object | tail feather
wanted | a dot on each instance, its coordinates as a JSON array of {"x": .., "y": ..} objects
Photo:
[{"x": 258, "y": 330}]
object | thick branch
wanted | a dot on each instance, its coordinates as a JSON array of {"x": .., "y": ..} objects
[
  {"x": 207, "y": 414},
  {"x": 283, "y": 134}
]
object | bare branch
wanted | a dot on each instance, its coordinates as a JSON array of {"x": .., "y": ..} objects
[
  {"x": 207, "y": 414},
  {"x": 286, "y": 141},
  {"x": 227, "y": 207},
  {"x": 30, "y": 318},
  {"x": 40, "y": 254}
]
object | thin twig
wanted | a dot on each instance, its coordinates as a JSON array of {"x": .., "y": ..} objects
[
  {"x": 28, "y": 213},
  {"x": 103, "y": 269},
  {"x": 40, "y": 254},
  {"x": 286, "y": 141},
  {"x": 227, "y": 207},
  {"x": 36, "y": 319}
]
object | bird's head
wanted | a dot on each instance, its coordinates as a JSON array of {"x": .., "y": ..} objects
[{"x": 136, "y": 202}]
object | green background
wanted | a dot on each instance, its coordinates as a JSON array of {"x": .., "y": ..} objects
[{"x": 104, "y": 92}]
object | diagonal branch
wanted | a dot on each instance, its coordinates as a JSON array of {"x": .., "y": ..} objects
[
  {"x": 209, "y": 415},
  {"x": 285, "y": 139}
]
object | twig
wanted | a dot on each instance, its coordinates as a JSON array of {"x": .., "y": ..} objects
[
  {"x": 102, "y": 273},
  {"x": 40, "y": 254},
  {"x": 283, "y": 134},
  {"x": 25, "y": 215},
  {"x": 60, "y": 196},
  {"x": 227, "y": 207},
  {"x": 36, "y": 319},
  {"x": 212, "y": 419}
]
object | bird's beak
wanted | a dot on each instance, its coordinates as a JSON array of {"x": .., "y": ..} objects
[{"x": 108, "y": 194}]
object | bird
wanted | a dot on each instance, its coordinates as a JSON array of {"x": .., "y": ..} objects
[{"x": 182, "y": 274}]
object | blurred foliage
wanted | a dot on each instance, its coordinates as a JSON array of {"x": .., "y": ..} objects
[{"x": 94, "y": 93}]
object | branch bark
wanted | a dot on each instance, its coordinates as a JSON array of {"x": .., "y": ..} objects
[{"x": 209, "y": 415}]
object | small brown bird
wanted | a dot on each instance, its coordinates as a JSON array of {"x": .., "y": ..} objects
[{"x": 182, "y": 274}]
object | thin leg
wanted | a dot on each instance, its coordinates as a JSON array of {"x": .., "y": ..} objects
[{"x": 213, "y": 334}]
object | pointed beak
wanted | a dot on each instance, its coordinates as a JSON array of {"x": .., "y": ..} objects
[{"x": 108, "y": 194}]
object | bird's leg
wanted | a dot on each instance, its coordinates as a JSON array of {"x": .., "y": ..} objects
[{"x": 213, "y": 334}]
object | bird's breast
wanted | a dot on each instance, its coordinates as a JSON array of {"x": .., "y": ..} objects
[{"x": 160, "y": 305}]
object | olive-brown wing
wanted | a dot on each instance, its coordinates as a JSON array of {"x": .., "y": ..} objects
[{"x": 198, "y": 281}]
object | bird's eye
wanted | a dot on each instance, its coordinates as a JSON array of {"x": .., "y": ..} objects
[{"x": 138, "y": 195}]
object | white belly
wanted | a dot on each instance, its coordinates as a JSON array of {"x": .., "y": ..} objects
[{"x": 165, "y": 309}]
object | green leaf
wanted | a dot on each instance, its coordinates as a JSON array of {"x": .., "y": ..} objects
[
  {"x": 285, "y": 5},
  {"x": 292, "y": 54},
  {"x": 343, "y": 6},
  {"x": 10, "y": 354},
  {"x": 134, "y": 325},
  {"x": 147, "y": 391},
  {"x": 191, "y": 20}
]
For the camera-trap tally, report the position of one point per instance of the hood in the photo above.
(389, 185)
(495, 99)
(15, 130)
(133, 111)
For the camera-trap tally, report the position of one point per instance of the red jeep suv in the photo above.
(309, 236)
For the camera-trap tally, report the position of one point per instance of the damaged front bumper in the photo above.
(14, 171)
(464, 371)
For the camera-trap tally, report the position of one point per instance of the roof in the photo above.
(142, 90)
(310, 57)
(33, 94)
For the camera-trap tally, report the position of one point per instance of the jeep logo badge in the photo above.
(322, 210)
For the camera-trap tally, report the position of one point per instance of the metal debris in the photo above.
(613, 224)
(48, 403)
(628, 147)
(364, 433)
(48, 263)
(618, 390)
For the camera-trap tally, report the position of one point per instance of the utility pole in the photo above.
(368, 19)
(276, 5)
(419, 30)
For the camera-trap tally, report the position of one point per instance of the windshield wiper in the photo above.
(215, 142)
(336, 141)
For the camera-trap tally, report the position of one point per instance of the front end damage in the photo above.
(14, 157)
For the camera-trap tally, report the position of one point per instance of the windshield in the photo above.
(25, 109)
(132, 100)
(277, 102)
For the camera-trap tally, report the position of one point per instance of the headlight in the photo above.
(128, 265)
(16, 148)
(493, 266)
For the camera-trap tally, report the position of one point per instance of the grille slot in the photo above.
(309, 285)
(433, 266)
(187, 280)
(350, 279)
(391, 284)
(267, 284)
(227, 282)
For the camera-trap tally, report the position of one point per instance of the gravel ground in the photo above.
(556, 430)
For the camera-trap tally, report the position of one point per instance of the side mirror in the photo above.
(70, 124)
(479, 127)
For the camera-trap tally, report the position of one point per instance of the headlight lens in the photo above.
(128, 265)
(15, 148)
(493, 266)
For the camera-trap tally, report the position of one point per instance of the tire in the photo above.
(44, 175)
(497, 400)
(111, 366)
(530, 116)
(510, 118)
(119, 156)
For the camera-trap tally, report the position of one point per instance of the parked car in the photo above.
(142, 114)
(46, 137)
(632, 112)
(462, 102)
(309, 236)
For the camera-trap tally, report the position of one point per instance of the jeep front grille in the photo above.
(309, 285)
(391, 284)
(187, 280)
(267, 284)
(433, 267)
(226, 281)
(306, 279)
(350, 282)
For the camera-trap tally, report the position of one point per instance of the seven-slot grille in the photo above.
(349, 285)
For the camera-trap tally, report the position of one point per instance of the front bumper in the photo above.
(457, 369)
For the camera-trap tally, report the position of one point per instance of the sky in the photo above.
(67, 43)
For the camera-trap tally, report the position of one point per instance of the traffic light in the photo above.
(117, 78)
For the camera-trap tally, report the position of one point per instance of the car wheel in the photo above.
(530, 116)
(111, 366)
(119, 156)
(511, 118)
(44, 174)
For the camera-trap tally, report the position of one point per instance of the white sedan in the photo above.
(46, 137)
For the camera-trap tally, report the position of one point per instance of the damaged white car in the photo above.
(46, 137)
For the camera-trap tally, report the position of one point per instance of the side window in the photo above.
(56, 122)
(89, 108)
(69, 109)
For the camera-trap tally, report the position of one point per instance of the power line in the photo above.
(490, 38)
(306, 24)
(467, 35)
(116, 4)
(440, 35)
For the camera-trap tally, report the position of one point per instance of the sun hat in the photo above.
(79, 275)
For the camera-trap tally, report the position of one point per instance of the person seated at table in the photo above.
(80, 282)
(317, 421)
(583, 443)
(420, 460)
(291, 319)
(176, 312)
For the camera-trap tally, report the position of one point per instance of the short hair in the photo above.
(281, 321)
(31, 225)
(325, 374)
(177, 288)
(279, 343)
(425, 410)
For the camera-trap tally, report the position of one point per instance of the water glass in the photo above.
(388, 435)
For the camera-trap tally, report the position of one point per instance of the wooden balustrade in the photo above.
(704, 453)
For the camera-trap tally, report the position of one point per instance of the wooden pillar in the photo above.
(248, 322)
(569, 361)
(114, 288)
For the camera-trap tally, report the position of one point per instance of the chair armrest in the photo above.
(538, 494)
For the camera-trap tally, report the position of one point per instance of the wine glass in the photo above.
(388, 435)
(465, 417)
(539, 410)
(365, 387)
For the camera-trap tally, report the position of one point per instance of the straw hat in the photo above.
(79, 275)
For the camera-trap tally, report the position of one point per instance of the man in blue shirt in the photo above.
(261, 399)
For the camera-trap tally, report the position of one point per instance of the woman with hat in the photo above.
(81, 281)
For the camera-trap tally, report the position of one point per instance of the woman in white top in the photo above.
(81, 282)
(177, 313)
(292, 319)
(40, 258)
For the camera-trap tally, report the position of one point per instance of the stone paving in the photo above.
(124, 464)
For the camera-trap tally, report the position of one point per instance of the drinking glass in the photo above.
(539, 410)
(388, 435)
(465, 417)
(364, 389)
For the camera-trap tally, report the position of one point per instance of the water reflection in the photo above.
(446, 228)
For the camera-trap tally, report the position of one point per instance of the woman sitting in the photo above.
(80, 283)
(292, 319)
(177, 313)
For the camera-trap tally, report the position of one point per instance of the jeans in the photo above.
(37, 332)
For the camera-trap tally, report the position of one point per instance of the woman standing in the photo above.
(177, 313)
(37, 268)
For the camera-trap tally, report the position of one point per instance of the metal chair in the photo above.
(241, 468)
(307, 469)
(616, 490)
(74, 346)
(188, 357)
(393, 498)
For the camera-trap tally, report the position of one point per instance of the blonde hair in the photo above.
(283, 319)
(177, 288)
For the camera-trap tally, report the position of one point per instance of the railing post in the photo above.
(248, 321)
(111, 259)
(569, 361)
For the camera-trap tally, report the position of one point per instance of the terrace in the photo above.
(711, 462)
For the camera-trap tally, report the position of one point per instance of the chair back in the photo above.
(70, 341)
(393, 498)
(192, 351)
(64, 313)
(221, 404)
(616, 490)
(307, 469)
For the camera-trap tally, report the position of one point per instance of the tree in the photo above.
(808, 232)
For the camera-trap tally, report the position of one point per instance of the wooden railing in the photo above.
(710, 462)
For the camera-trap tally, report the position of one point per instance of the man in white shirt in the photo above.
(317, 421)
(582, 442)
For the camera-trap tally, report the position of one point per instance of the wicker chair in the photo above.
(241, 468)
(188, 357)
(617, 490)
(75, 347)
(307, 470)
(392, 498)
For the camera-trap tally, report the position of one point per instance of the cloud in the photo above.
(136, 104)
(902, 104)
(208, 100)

TASK GOAL: Going through the records above, state how many lines include the word "brown", and give no other text.

OUTPUT OF THE TASK: 2